Print the following lines without changing anything.

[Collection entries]
***

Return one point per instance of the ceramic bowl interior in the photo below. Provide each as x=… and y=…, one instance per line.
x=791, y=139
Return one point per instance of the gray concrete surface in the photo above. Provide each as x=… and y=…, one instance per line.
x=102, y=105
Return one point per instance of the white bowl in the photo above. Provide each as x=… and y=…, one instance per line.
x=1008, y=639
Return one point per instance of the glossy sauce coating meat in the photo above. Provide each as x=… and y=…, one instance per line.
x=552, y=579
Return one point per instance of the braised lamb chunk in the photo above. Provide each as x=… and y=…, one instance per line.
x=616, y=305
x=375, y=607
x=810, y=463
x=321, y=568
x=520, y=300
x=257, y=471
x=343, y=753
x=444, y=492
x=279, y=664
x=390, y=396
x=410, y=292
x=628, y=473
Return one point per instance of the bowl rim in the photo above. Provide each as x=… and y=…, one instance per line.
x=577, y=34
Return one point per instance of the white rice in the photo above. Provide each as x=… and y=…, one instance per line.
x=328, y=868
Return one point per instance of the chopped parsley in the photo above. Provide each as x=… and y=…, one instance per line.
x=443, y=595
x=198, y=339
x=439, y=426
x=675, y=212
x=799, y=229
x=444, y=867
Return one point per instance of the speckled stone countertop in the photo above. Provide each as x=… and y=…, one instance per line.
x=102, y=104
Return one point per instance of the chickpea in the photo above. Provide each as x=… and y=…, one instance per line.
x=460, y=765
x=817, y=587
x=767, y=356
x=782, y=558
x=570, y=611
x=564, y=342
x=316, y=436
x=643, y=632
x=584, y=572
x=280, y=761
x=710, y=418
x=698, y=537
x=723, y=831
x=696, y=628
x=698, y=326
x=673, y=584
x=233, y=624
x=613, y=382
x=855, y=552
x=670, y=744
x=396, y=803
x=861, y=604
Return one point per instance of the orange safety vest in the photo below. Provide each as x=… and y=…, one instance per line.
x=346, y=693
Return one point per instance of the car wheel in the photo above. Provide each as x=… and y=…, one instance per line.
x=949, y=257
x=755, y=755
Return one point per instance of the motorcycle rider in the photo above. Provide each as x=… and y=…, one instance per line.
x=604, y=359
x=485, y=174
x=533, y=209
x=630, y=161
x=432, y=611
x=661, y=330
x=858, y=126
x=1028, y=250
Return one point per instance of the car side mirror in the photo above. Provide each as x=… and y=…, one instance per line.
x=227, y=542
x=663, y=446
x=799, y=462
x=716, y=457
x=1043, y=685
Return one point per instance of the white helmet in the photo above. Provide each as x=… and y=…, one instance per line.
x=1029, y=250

***

### WRITTEN ANSWER
Return one point per instance of the ceramic bowl interior in the photo below. Provide each as x=… and y=…, one instance per line.
x=791, y=139
Return one point per instance of the gray concrete surface in the photo above. Provide each as x=… and y=…, one instance per line.
x=102, y=105
Return one point per instance of the white bowl in the photo above. Provide each as x=… and y=…, one instance per line.
x=1008, y=639
Return one point per instance of the glossy sauce coating meat in the photo above. Provide each as x=… and y=…, one instance per line.
x=552, y=579
Return one point per instance of the braised lamb chunk in the photo above. Provide each as x=… and y=…, one instance per line.
x=616, y=305
x=375, y=607
x=810, y=463
x=321, y=568
x=520, y=300
x=257, y=471
x=343, y=753
x=444, y=492
x=279, y=664
x=390, y=396
x=410, y=292
x=628, y=473
Return one point per instance of the bowl rim in the photo above. Provide each as x=… and y=…, one instance per line.
x=577, y=34
Return one point per instance of the white rice in the photo above. Provide each as x=… and y=…, one instance per line.
x=328, y=868
Return one point per instance of the chopped parsley in the photo above. Provide each as x=… and y=…, one instance per line.
x=443, y=595
x=198, y=339
x=439, y=426
x=675, y=212
x=799, y=229
x=444, y=867
Return one point per instance of the speckled stone countertop in the photo above. Provide each as x=… and y=…, one instance per line.
x=102, y=104
Return one point per instance of the chickpea in the photo above. Provide each as x=… and y=…, one instance per line.
x=460, y=765
x=817, y=587
x=767, y=356
x=782, y=558
x=570, y=611
x=564, y=342
x=316, y=436
x=643, y=632
x=584, y=572
x=280, y=761
x=710, y=418
x=698, y=537
x=723, y=831
x=696, y=628
x=698, y=326
x=673, y=584
x=233, y=624
x=613, y=382
x=855, y=552
x=670, y=744
x=396, y=803
x=861, y=604
Return one point per instance of the orange safety vest in the photo below. Provide each as x=… and y=…, one instance per line.
x=346, y=693
Return one point per instance of the car wheel in the photo above. Provide each as x=… and y=…, one instance per line.
x=949, y=257
x=755, y=755
Return one point per instance of the motorcycle rider in the photo above. Provide each as x=… and y=…, one instance per line.
x=604, y=359
x=485, y=174
x=533, y=209
x=630, y=161
x=432, y=611
x=661, y=330
x=858, y=126
x=1028, y=250
Return one point per instance of the car side mirror in the photo above. Provide each as x=… and y=…, one instance per line.
x=227, y=542
x=663, y=446
x=799, y=462
x=716, y=457
x=1043, y=685
Return one point per instance of the white helmet in the photo above. Provide each as x=… and y=…, one instance per line.
x=1029, y=250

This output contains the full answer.